Comparison is an act of violence against yourself

Less comparing, more celebrating. 

The world is an abundant place - abundant in room and grace, belonging and expression. There is no one way to be; there is no one way to believe; there is no one way to show up and be who you are. There is you, and your life, and how you show up to it. There are others and their lives, and how they show up to it. If we believed in the abundant nature of the world to house all our expressions and evolutions and polarities, then I believe we would spend more time creating and connecting rather than shaming and taking. 

Toxic comparison is a function of scarcity. We compare and we judge, we compare and we shame, we compare and we feel less and afraid and feel like we don’t measure up. Comparison runs on a zero-sum system of winners and losers and pits people against each other in a race and a game that honestly doesn’t lead to the places it promises it does. 

Less comparing. Less measuring yourself up against other people and their achievements, highlight reels, (assumed) good lives. Less examining yourself according to someone else’s milestones and growth. Less competing with other people’s truths, epiphany’s, and stories. Less judging yourself beautiful or not, mature or not, successful or not, against other people's expression and experience of these things.

----------

- **Activity list**
1. In the essay on comparison, take the part that opens with the words containing "Toxic comparison is" and closes with "of these things.", and write it out again, switching "highlight reels" to "curated snapshots".
2. Pick up the essay on comparison after its last sentence and carry it forward.

----------

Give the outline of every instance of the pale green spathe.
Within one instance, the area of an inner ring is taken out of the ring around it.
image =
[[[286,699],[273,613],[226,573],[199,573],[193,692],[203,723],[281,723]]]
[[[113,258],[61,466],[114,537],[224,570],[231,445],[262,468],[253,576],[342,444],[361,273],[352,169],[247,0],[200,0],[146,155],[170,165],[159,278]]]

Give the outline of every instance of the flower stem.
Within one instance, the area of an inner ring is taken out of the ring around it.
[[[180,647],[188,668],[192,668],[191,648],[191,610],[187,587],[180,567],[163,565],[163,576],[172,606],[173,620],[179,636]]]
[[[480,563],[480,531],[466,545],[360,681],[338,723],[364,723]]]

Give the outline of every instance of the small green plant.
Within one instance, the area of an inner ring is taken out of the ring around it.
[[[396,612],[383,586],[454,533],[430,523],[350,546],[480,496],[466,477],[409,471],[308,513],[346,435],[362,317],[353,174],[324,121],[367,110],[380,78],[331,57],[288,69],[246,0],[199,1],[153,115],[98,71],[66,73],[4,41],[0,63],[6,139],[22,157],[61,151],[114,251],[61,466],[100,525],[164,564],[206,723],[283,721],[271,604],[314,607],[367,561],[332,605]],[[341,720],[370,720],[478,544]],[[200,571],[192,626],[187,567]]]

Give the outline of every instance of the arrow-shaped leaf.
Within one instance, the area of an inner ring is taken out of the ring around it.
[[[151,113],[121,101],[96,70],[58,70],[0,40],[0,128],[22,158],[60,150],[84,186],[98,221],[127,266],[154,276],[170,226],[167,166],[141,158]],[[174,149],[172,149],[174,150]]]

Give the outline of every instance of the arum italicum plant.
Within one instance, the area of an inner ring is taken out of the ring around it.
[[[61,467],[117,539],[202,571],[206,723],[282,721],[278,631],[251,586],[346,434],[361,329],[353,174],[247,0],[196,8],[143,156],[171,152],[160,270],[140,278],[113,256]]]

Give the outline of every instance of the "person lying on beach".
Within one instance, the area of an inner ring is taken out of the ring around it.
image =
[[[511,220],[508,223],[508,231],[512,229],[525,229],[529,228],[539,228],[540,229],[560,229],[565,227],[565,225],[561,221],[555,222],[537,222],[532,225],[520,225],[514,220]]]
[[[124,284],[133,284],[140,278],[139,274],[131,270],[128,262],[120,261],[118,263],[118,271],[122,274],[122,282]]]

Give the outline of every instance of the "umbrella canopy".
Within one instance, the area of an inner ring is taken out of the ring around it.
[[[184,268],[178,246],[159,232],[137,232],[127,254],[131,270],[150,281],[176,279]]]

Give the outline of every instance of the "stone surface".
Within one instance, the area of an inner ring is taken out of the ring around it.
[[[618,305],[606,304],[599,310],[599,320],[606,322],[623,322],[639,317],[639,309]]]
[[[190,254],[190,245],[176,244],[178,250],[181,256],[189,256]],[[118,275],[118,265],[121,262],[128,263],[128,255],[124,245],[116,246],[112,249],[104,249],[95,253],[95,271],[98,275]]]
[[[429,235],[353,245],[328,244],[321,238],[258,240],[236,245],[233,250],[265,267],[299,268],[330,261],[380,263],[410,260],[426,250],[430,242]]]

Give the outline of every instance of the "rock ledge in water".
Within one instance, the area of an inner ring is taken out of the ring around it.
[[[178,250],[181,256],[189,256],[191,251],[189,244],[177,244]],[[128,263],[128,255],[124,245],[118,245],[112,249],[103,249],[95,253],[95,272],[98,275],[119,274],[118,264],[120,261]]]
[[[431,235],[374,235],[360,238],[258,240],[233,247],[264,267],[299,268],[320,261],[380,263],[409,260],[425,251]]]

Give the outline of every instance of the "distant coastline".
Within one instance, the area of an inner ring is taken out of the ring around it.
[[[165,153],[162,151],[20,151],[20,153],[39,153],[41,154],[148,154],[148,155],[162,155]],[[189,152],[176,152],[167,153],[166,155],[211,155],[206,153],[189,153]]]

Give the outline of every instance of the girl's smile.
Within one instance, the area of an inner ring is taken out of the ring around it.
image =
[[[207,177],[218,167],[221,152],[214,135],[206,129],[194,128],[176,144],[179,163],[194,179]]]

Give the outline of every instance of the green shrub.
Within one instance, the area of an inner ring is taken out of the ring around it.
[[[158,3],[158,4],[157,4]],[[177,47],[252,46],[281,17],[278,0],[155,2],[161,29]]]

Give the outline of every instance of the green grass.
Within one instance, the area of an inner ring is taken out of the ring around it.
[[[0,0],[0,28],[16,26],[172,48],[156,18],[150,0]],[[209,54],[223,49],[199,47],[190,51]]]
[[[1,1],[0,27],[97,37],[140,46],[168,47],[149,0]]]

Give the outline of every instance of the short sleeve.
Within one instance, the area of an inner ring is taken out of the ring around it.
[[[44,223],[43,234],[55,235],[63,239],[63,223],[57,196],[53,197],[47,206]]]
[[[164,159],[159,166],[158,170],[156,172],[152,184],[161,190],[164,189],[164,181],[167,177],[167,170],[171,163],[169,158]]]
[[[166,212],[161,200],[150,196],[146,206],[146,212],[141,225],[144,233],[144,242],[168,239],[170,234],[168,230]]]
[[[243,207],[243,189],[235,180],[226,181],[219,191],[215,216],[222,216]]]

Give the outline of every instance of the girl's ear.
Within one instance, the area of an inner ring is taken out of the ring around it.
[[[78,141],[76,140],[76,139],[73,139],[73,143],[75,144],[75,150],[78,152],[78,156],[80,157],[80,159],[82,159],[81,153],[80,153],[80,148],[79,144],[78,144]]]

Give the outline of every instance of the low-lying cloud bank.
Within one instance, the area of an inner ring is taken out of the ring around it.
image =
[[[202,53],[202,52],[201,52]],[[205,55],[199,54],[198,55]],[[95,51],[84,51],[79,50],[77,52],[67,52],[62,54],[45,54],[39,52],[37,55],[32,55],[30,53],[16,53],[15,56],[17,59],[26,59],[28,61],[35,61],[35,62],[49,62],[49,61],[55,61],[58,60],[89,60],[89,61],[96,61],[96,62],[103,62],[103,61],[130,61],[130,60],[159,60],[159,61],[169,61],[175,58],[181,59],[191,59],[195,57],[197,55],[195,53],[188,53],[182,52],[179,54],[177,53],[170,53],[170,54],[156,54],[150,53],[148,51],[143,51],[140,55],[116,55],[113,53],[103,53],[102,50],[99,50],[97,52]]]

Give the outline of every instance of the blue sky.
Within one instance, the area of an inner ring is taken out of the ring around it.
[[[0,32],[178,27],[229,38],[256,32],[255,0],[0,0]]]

----------

- **Answer section**
1.
Toxic comparison is a function of scarcity. We compare and we judge, we compare and we shame, we compare and we feel less and afraid and feel like we don’t measure up. Comparison runs on a zero-sum system of winners and losers and pits people against each other in a race and a game that honestly doesn’t lead to the places it promises it does. 

Less comparing. Less measuring yourself up against other people and their achievements, curated snapshots, (assumed) good lives. Less examining yourself according to someone else’s milestones and growth. Less competing with other people’s truths, epiphany’s, and stories. Less judging yourself beautiful or not, mature or not, successful or not, against other people's expression and experience of these things.

2.
Jesus told a parable about this; at the end, he said: 

“Many of the first end up being last, and the last, first...” *

As a way of saying there is no last and first. You try to come first, you end up being last, and if you think you’re last, you end up being first, because the whole thing doesn’t work. Life is not a zero-sum game. There are no winners and losers. There is only all of us, you and me, us and them, together, on this tiny blue planet hurtling through space, living the lives we lead, trying to make it mean something, trying to make it matter, trying to belong, in this small amount of time that we have where nothing is certain accept for the hope that whether we come in first or not there is a place for us beyond the idea of winning and losing. 

Iyanla Vanzant said: 

“Comparison is an act of violence against the self.”

Lay down your weapons and hold yourself in a loving embrace. 

Try this:

More self-love, more self-awareness. More analysis towards what works for you and what doesn’t. More courage to show up and share. More wisdom and creativity. More fun and rest, laughter and pleasure. More being true, more being you, more holding space for others to be their true selves, too. More celebrating our differences and expressions and experiences, together.  

This sense of ‘more’ is built on what you believe about the shape of the world, and so the work of dismantling toxic comparison from your soul is the work of reorienting your beliefs from being founded in fear and scarcity to abundance and love.

Start by switching your thoughts of comparison to moments of celebration. Every time a comparative feeling, word, or judgement comes up, about you or someone else, flip it to one of celebration. Say it out loud. Even if it feels kitschy and trite and maybe not even true. Say it, speak it out, lay down your weapons and choose love instead. Your voice will get steady, and so will your heart as you practice and live and let it ring out.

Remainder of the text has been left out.